## 課題 1
マリオン・ブラウンについての文章のうち、「なにせコルトレーンの『アセン」から「け尻込みしてしまう私だった。」までをそのまま書き写してください。
## 課題 2
マリオン・ブラウンについての文章によると、マリオン・ブラウンのメインの楽器は何ですか。
## 課題 3
マリオン・ブラウンについての文章で、マリオン・ブラウンが楽器以外に学生時代に学んだとされている分野をすべて挙げてください。

## 対象テキスト
--------

マリオン・ブラウン・ライヴ・イン・ジャパン/マリオン・ブラウン
おだやか、枯淡の境地
マリオン・ブラウンといえば、「フリージャズの人」という印象が強かった。
なにせコルトレーンの『アセンション』や、アーチー・シェップの『ファイヤー・ミュージック』などといった“すげぇアルバム”への参加歴があるので、“あの時代”の、“あの濃い人たち”の“一味”だという認識がどうしても強く、コワモテなサックス奏者だと思いこむに充分だったからだ。
要するに、きちんと聴いてなかっただけの話なのだが……。
マリオン・ブラウンのメインの楽器はアルトだが、それ以外にもソプラノサックス、クラリネット、オーボエなどの管楽器も学び、さらには楽器以外にも音楽教育、政治学、経済学、歴史まで学生時代に学んだというのだから、フリージャズの、というか、正確には『アセンション』の 「ぶびゃぁ~」という音イメージと相まって、うわぁすげぇ人だなぁと、ちょっとだけ尻込みしてしまう私だった。

--------

## 記録データ
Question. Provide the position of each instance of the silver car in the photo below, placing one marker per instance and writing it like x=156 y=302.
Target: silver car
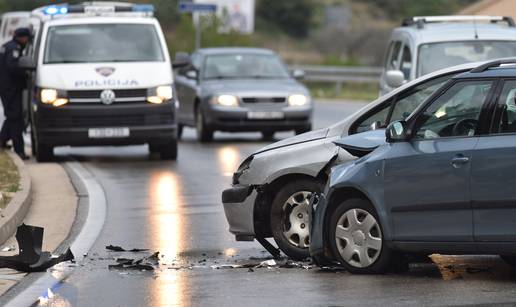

--------

## 解答 1
なにせコルトレーンの『アセンション』や、アーチー・シェップの『ファイヤー・ミュージック』などといった“すげぇアルバム”への参加歴があるので、“あの時代”の、“あの濃い人たち”の“一味”だという認識がどうしても強く、コワモテなサックス奏者だと思いこむに充分だったからだ。
要するに、きちんと聴いてなかっただけの話なのだが……。
マリオン・ブラウンのメインの楽器はアルトだが、それ以外にもソプラノサックス、クラリネット、オーボエなどの管楽器も学び、さらには楽器以外にも音楽教育、政治学、経済学、歴史まで学生時代に学んだというのだから、フリージャズの、というか、正確には『アセンション』の 「ぶびゃぁ~」という音イメージと相まって、うわぁすげぇ人だなぁと、ちょっとだけ尻込みしてしまう私だった。

## 解答 2
アルトです。

## 解答 3
音楽教育、政治学、経済学、歴史